**The problem:**
Would you output the entries below only from the line containing "Query: dried plant stem" through the line containing "Can you find the seed", exactly as they stand and with both ends included?

**Data to process:**
= Beginning of Section =

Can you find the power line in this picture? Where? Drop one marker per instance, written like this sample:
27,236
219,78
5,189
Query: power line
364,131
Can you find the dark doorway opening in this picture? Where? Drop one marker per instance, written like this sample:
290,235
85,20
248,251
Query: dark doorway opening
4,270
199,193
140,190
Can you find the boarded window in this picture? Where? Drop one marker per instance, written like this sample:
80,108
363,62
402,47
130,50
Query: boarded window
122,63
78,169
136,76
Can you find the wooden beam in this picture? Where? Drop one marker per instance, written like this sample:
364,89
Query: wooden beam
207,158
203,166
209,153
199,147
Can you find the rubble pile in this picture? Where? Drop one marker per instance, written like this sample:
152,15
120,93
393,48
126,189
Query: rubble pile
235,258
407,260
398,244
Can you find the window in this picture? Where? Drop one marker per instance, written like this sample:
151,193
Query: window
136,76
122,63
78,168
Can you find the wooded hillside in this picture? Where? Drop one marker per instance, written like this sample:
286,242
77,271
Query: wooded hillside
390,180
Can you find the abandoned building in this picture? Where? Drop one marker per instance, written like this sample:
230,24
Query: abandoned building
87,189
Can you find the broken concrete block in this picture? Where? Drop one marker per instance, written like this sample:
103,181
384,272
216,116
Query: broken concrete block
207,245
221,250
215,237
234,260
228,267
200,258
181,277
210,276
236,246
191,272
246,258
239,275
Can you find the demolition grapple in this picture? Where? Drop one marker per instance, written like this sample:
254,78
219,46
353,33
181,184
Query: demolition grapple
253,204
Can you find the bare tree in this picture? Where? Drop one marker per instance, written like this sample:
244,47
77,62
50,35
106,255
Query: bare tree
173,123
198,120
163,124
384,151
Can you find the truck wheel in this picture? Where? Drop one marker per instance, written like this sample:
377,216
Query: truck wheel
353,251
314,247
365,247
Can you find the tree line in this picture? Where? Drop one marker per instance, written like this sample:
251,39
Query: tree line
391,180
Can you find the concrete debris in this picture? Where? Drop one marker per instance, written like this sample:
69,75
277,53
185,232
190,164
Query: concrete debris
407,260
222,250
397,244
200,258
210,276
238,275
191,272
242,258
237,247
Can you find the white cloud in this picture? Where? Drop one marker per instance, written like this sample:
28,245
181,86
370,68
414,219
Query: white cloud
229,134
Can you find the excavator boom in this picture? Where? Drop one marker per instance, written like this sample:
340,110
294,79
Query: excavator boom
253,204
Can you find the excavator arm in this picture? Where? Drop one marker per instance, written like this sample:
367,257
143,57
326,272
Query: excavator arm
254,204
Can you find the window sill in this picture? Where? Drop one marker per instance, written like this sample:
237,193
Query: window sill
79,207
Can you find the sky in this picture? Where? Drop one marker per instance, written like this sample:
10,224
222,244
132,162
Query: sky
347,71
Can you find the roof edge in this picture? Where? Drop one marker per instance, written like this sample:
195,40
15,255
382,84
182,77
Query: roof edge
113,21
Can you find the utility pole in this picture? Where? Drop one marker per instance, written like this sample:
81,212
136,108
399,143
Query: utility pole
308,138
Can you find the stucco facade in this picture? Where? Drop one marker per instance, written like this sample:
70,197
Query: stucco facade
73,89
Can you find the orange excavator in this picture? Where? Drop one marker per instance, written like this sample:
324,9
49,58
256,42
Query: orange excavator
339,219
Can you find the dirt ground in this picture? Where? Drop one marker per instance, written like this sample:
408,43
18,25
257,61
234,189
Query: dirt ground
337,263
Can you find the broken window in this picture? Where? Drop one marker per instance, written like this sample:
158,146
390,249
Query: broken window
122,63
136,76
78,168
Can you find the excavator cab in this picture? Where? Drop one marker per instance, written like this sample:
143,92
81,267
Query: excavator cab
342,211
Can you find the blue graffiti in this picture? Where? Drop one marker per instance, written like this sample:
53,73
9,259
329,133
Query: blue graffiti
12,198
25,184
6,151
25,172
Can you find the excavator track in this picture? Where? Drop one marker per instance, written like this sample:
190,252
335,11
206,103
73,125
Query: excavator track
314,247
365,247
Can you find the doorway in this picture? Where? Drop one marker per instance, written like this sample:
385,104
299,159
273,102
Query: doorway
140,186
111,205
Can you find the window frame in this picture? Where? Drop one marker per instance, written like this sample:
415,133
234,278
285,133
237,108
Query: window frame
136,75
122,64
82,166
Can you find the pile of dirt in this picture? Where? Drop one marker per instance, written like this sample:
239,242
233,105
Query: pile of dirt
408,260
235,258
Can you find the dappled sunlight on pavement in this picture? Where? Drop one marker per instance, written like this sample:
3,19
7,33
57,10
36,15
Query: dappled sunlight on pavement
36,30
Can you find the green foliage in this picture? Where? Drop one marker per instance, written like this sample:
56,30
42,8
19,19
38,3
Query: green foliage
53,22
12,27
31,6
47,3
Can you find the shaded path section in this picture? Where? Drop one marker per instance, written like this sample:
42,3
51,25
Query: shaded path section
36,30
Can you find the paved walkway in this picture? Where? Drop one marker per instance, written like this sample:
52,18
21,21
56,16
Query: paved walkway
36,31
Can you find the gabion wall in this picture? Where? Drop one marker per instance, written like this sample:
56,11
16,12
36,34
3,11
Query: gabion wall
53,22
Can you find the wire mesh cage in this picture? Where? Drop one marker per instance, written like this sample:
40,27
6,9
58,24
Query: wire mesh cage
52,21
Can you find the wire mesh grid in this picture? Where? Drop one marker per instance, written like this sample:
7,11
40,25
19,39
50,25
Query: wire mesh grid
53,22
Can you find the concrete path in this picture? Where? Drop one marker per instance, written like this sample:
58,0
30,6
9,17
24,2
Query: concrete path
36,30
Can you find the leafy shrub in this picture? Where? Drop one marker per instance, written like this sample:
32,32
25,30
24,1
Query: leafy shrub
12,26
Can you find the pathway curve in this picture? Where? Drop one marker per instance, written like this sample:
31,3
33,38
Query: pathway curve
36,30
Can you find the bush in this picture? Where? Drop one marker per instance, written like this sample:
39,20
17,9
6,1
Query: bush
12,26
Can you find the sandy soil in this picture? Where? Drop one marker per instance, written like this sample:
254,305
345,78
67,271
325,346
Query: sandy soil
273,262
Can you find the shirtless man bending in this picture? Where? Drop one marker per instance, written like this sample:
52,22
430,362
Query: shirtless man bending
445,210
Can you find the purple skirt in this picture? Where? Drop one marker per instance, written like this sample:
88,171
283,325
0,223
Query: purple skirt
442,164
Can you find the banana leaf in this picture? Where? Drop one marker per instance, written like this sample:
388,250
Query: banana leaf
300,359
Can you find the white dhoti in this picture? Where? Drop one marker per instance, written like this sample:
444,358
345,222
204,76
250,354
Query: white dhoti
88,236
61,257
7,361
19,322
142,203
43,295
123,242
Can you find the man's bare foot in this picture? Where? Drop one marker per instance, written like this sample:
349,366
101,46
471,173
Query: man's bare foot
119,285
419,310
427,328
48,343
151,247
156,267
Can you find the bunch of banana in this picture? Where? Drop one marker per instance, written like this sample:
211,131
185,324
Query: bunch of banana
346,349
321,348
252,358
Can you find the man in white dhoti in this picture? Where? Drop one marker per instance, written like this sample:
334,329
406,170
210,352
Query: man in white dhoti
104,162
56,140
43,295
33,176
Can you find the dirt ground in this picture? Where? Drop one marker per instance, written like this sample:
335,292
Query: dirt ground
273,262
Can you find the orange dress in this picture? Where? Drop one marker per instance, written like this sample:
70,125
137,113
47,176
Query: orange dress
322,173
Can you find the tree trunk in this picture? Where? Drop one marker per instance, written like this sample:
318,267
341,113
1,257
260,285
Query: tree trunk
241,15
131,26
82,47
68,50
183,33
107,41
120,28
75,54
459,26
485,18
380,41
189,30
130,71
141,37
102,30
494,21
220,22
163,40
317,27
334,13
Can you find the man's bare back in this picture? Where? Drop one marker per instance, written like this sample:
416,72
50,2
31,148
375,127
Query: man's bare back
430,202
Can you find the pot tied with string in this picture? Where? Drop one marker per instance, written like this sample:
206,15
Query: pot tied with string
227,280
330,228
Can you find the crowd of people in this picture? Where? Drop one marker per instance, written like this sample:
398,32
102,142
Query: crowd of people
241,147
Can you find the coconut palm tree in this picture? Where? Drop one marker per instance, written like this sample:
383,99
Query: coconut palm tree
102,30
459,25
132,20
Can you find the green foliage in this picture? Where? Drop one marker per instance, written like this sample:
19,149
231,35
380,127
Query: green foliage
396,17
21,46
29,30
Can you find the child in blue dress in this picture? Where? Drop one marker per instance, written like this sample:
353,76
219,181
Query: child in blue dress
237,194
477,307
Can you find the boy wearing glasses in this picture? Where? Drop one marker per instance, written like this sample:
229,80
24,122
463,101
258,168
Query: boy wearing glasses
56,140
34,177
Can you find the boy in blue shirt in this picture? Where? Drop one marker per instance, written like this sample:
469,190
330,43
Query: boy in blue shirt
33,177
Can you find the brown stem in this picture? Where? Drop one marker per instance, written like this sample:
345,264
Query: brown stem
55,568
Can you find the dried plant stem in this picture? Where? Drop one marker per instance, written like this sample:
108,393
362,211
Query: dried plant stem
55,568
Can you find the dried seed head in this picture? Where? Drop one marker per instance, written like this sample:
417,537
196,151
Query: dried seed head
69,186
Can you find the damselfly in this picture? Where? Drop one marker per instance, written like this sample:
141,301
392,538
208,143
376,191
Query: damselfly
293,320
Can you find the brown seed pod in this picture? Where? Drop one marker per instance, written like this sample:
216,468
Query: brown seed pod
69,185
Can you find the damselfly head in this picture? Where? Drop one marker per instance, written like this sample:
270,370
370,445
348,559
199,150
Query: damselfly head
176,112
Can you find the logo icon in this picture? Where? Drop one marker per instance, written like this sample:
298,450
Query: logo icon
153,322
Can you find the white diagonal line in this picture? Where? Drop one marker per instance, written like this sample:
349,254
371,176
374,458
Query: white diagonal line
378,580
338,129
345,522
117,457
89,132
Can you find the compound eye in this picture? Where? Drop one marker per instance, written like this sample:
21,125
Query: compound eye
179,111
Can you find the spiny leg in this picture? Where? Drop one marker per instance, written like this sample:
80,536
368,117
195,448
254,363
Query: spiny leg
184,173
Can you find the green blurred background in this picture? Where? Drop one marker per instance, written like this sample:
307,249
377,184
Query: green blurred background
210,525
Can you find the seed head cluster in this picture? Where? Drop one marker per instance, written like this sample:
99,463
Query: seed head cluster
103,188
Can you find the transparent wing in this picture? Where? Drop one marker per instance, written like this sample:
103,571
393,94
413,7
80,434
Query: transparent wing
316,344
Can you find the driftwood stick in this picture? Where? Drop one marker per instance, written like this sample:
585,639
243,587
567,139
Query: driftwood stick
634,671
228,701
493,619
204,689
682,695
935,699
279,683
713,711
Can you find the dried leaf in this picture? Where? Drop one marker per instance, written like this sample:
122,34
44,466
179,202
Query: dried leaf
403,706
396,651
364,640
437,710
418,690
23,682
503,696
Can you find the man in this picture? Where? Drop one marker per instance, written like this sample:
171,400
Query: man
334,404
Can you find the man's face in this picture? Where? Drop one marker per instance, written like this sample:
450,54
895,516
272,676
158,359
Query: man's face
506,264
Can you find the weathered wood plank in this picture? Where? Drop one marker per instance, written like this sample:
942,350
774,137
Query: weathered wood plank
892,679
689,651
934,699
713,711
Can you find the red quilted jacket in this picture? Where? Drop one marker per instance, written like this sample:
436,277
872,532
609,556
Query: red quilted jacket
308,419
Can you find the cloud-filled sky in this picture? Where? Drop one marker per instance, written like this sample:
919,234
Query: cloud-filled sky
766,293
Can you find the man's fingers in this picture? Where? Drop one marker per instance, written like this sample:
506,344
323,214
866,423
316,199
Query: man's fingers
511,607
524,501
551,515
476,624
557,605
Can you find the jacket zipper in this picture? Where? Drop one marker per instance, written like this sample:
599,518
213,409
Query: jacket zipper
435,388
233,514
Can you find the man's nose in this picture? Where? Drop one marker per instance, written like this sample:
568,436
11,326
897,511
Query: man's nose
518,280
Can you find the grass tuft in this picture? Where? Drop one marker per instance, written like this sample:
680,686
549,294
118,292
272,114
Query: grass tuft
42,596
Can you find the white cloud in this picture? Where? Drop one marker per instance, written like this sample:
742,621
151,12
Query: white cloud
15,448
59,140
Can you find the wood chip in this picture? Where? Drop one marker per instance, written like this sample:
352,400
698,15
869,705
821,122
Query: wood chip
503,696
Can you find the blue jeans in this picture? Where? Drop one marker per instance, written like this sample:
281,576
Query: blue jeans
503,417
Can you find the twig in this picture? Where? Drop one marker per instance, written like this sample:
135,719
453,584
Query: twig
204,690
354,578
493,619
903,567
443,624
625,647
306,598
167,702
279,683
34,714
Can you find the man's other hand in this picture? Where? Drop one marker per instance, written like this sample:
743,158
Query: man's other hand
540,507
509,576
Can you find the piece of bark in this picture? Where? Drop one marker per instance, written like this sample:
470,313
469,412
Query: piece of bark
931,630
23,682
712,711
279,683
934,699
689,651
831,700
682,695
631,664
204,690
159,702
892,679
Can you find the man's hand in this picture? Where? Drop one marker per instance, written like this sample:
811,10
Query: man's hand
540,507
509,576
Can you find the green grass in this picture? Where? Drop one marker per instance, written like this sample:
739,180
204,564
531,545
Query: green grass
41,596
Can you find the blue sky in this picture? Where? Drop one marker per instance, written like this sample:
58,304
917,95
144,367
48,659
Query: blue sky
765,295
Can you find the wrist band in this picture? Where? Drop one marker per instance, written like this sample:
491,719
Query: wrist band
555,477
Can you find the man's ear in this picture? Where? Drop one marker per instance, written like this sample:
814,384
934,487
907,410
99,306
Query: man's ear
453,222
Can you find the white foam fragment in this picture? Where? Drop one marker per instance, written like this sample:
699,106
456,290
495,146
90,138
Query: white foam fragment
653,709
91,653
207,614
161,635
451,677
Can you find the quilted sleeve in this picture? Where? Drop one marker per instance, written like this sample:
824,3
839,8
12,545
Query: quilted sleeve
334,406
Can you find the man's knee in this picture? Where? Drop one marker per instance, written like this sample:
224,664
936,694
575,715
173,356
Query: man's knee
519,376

= End of Section =

**Written response:**
Query: dried plant stem
55,568
Can you find the dried seed head in this picture? Where? Drop one marker per instance, written like this sample:
417,537
196,151
Query: dried seed head
69,186
Can you find the damselfly in this picture? Where? Drop one marker per instance, written like this sample:
141,301
392,538
208,143
376,191
Query: damselfly
293,320
Can you find the brown seed pod in this picture? Where? Drop one marker per instance, written like this sample:
216,468
Query: brown seed pod
69,185
Can you find the damselfly head in this picture? Where? Drop one marker per instance, written like this sample:
270,370
370,445
348,559
199,150
Query: damselfly head
176,112
Can you find the logo icon in this picture? Where? Drop one marker per instance, written like this sample:
298,450
Query: logo icon
153,322
Can you find the white diagonal line in this picture? Where? Drop one marker per instance, written like this sample:
349,254
371,176
374,458
Query: white diagonal line
378,580
338,129
345,522
117,457
89,132
Can you find the compound eye in this picture? Where? Drop one marker per instance, written like this sample:
21,125
Query: compound eye
179,111
Can you find the spiny leg in this picture? Where? Drop one marker per instance, written like this sample:
80,536
368,117
195,448
254,363
Query: spiny leg
184,173
Can you find the green blurred background in this picture? Where? Drop one marker per instance, written like this sample:
307,249
377,184
Query: green blurred background
210,525
Can you find the seed head cluster in this picture? Where? Drop one marker per instance, written like this sample:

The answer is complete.